EXERCISE DIRECTIONS:
Please render the listing, from its start up to and including the line with "265 178 L 267", as a two-column CSV headed text and outlines. Put each text and the outlines that follow it on one row, each in a single quoted field with line breaks turned into spaces, and leave the pictures out.

• • • • • • •

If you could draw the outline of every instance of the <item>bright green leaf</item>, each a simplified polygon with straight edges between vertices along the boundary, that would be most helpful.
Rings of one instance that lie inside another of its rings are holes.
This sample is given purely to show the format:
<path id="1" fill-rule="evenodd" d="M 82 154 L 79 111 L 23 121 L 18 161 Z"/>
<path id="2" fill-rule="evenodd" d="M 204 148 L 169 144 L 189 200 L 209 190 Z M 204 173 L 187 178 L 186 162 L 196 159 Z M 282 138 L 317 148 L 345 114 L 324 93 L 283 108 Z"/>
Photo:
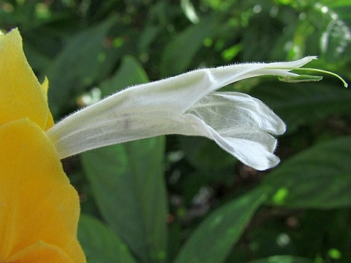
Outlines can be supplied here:
<path id="1" fill-rule="evenodd" d="M 247 263 L 314 263 L 308 258 L 295 256 L 273 256 L 266 258 L 251 261 Z"/>
<path id="2" fill-rule="evenodd" d="M 260 191 L 250 192 L 212 212 L 191 234 L 174 263 L 222 262 L 265 199 Z"/>
<path id="3" fill-rule="evenodd" d="M 78 227 L 78 237 L 88 263 L 136 263 L 126 244 L 97 219 L 81 214 Z"/>
<path id="4" fill-rule="evenodd" d="M 265 178 L 267 204 L 332 209 L 351 206 L 351 137 L 316 145 L 282 163 Z"/>
<path id="5" fill-rule="evenodd" d="M 250 95 L 270 106 L 286 124 L 287 132 L 299 125 L 311 124 L 333 114 L 351 112 L 351 92 L 338 80 L 335 85 L 324 83 L 301 85 L 264 82 Z"/>

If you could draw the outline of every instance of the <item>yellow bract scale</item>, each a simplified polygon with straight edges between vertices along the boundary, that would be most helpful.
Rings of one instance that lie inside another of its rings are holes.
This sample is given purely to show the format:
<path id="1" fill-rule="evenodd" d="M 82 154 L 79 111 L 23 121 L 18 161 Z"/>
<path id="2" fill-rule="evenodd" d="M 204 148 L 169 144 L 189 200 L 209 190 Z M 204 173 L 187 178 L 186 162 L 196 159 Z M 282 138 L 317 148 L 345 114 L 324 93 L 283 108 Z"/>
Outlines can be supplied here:
<path id="1" fill-rule="evenodd" d="M 52 126 L 48 85 L 42 87 L 28 64 L 17 29 L 0 35 L 0 125 L 29 118 L 44 130 Z"/>
<path id="2" fill-rule="evenodd" d="M 86 262 L 78 196 L 51 140 L 28 118 L 0 126 L 0 262 Z"/>

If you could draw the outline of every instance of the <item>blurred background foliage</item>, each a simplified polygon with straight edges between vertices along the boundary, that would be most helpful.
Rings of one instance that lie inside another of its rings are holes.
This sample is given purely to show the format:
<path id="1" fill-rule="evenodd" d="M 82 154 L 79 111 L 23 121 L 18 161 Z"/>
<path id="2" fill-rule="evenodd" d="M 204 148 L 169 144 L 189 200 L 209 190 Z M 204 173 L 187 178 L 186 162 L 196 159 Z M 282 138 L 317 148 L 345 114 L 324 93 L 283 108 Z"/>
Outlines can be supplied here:
<path id="1" fill-rule="evenodd" d="M 55 119 L 129 85 L 201 67 L 318 55 L 351 79 L 349 0 L 0 1 Z M 251 94 L 287 125 L 258 172 L 199 137 L 160 136 L 64 160 L 93 262 L 351 262 L 351 95 L 275 77 Z"/>

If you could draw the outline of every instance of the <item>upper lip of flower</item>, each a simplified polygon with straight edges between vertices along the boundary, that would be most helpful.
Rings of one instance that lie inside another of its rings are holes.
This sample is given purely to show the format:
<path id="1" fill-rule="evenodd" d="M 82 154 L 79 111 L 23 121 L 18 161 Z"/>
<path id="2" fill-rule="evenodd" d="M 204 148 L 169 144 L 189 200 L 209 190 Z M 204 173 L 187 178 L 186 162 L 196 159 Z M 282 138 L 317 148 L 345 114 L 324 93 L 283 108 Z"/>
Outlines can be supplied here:
<path id="1" fill-rule="evenodd" d="M 259 100 L 214 91 L 256 76 L 295 77 L 291 70 L 315 58 L 200 69 L 133 86 L 68 116 L 47 134 L 60 158 L 161 134 L 205 136 L 245 164 L 265 170 L 279 163 L 273 154 L 276 140 L 270 133 L 283 133 L 284 123 Z M 201 110 L 209 102 L 211 108 Z"/>

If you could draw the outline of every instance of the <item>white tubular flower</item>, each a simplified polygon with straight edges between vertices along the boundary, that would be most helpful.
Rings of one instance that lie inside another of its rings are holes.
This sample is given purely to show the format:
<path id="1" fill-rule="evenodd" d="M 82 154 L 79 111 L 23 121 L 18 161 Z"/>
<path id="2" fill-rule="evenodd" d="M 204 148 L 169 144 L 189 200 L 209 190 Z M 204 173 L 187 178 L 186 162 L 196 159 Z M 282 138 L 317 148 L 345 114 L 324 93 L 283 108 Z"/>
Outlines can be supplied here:
<path id="1" fill-rule="evenodd" d="M 47 135 L 61 158 L 161 134 L 203 136 L 246 165 L 265 170 L 279 162 L 271 134 L 283 133 L 285 124 L 258 99 L 215 91 L 262 75 L 303 81 L 290 71 L 315 58 L 201 69 L 131 87 L 68 116 Z"/>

• • • • • • •

RESPONSE:
text,outlines
"If you could draw the outline of every instance of the <item>bright green leaf</item>, each a simplified polygon with straight edges between vertices along the boundary, that would be most helpful. Rings of one instance that lie inside another of its rings are holes. This sample is given purely to show the format: <path id=""1"" fill-rule=""evenodd"" d=""M 82 154 L 79 111 L 23 121 L 18 161 Z""/> <path id=""2"" fill-rule=""evenodd"" d=""M 204 148 L 169 144 L 189 200 L 209 190 Z M 204 173 L 187 178 L 186 162 L 196 159 Z M 282 138 L 317 148 L 345 114 L 324 93 L 283 108 Z""/> Photo: Outlines can be supplied here:","<path id=""1"" fill-rule=""evenodd"" d=""M 247 263 L 314 263 L 308 258 L 295 256 L 273 256 L 266 258 L 251 261 Z""/> <path id=""2"" fill-rule=""evenodd"" d=""M 260 191 L 250 192 L 212 212 L 191 234 L 174 263 L 222 262 L 265 199 Z""/> <path id=""3"" fill-rule=""evenodd"" d=""M 78 227 L 78 237 L 88 263 L 136 263 L 126 244 L 97 219 L 81 214 Z""/> <path id=""4"" fill-rule=""evenodd"" d=""M 265 178 L 267 204 L 332 209 L 351 206 L 351 137 L 316 145 L 282 163 Z""/>"